• The problem:
Return the entries in their entirety, precisely as given.

• Given records:
※
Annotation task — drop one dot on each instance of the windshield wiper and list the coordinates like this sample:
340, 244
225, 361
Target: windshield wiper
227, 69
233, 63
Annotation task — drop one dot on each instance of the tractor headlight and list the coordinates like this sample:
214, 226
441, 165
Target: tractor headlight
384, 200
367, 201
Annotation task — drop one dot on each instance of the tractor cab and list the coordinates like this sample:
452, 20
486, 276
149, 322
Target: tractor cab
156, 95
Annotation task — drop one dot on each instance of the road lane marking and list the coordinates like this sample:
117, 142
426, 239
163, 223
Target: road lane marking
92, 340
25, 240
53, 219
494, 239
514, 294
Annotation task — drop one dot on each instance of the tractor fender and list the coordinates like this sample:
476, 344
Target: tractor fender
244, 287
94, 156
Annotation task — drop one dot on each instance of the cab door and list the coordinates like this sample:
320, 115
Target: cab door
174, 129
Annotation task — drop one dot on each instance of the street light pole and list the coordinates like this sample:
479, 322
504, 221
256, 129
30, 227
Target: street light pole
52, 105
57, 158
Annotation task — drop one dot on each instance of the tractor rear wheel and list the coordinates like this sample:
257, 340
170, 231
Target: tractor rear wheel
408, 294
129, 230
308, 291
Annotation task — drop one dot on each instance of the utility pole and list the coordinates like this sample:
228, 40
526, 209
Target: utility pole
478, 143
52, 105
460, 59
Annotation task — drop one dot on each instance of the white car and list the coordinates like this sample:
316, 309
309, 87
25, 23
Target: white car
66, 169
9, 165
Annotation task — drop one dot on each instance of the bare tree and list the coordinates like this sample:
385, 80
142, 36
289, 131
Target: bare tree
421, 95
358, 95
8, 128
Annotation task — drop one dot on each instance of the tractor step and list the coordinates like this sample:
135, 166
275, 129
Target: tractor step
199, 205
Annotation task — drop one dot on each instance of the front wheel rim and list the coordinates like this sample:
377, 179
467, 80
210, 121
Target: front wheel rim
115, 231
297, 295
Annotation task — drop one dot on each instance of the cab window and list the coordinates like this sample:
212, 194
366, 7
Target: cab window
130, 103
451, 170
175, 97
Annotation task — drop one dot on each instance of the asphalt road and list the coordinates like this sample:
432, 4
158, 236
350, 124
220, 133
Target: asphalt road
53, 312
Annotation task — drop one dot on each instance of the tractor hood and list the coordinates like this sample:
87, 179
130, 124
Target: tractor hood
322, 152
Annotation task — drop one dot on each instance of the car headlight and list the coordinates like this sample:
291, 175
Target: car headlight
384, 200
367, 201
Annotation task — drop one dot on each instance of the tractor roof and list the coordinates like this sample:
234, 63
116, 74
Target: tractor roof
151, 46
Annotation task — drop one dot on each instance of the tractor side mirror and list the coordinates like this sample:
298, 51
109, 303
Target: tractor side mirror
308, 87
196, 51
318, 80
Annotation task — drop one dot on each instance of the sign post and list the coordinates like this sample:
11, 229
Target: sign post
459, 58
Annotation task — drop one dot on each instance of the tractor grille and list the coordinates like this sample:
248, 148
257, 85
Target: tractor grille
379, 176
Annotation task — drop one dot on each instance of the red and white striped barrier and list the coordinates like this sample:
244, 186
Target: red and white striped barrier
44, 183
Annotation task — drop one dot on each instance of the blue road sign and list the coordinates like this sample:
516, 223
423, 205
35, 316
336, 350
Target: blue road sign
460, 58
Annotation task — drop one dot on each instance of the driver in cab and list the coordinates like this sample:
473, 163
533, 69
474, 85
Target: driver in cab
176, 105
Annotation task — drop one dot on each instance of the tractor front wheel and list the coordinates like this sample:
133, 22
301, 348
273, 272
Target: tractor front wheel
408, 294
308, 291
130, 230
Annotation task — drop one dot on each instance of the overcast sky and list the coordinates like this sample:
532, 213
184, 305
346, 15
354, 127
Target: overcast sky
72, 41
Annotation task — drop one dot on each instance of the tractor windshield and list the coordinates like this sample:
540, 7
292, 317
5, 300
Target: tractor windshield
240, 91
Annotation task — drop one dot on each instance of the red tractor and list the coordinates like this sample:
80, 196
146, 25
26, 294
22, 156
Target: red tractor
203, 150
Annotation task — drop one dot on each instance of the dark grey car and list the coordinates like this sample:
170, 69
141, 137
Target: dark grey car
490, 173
※
• Output of the task:
Annotation task — drop one dot on each instance of the windshield wiper and list the coordinates like this sample:
340, 244
225, 361
Target: windshield wiper
227, 69
233, 63
Annotation task — drop one dot on each instance of the tractor headlight and list the coordinates like this sample:
214, 226
441, 165
Target: tractor headlight
384, 200
367, 201
Annotation task — drop one dot on each instance of the tractor cab and list the coordinates like this sample:
452, 20
486, 276
149, 322
Target: tractor cab
156, 95
Annotation task — drop one dot on each instance of the road lane marking and list the coordinates like this sample:
117, 142
426, 239
163, 223
Target: road lane marking
92, 340
25, 240
53, 219
494, 239
514, 294
Annotation task — drop one dot on each instance of the tractor fender and list the coordinates like this sample:
476, 344
Target: tractor fender
244, 287
94, 156
Annotation task — drop one dot on each instance of the cab door and list the coordinates like this sample:
320, 115
Target: cab door
174, 129
Annotation task — drop one dot on each instance of the street light pole and list the coordinates like this sample:
479, 322
504, 221
256, 129
30, 227
Target: street light pole
52, 105
57, 158
Annotation task — drop one dot on each instance of the tractor rear wheel and list the coordinates like this sample:
257, 340
170, 231
Target: tractor rear wheel
408, 294
129, 230
308, 291
Annotation task — drop one dot on each instance of the utility pole and list the coordinates like this sample:
228, 40
526, 209
Target: utility pole
478, 143
52, 105
460, 59
Annotation task — drop one dot on each instance of the white car and list the coordinates like this sample:
316, 309
309, 87
25, 23
Target: white car
66, 169
9, 165
Annotation task — drop one dot on each instance of the bare tree and list the coordinates like this sample:
385, 80
142, 36
289, 131
Target: bare tree
421, 95
358, 95
8, 128
Annotation task — drop one dot on each instance of the tractor step and list the coordinates like this sample:
135, 166
275, 129
Target: tractor step
199, 205
Annotation task — drop one dot on each instance of the front wheel rim and list the coordinates like this sample:
377, 179
467, 80
210, 121
Target: front wheel rim
115, 231
297, 295
Annotation task — drop one dot on each instance of the cab window and list the coordinates like this sample:
212, 194
366, 7
Target: cab window
130, 103
451, 170
175, 97
Annotation task — drop one dot on each instance of the asphalt road and list the coordinates like this sample:
432, 4
158, 236
350, 124
220, 133
Target: asphalt road
53, 312
Annotation task — drop one dot on each instance of the tractor hood and list the coordinates like this sample:
87, 179
130, 124
Target: tractor hood
322, 152
Annotation task — drop one dot on each instance of the car headlight and list the coordinates like this sample:
291, 175
Target: car headlight
384, 200
367, 201
Annotation task — drop one dot on each instance of the tractor roof and list the coordinates like this sample:
234, 63
116, 74
Target: tractor roof
151, 46
Annotation task — drop one dot on each instance of the tractor side mirror and list the coordinates like this sample:
298, 51
109, 303
Target: tractor side mirror
308, 87
196, 51
318, 80
Annotation task — drop one dot on each instance of the sign post and list the coordinates like this sample:
11, 229
Target: sign post
459, 58
Annotation task — drop one dot on each instance of the tractor grille and list the coordinates like this sample:
248, 148
257, 85
Target: tractor grille
379, 176
Annotation task — drop one dot on each instance of the red and white striped barrier and list the coordinates like this sample:
244, 186
Target: red and white striped barrier
44, 183
Annotation task — drop one dot on each instance of the blue road sign and list the coordinates like this sample:
516, 223
423, 205
35, 316
336, 350
Target: blue road sign
460, 58
Annotation task — drop one dot on each instance of the driver in cab and list the coordinates like this sample:
473, 163
533, 69
474, 85
Target: driver in cab
176, 105
Annotation task — drop one dot on each instance of the tractor front wheel and list the coordinates like this sample:
133, 22
301, 348
273, 272
Target: tractor front wheel
408, 294
308, 291
130, 230
Annotation task — drop one dot on each instance of the overcast sky and list the coordinates like this sample:
532, 213
184, 305
346, 15
354, 127
Target: overcast sky
72, 41
Annotation task — drop one dot on each instance of the tractor windshield and list the coordinates like this sample:
540, 7
292, 317
5, 300
Target: tractor windshield
240, 91
Annotation task — drop one dot on each instance of the red tractor and list the coordinates like this sample:
80, 196
146, 25
26, 294
22, 156
Target: red tractor
203, 150
Annotation task — drop one dot on each instance of the dark grey car and list the coordinates like this sample:
170, 69
141, 137
Target: dark grey car
490, 173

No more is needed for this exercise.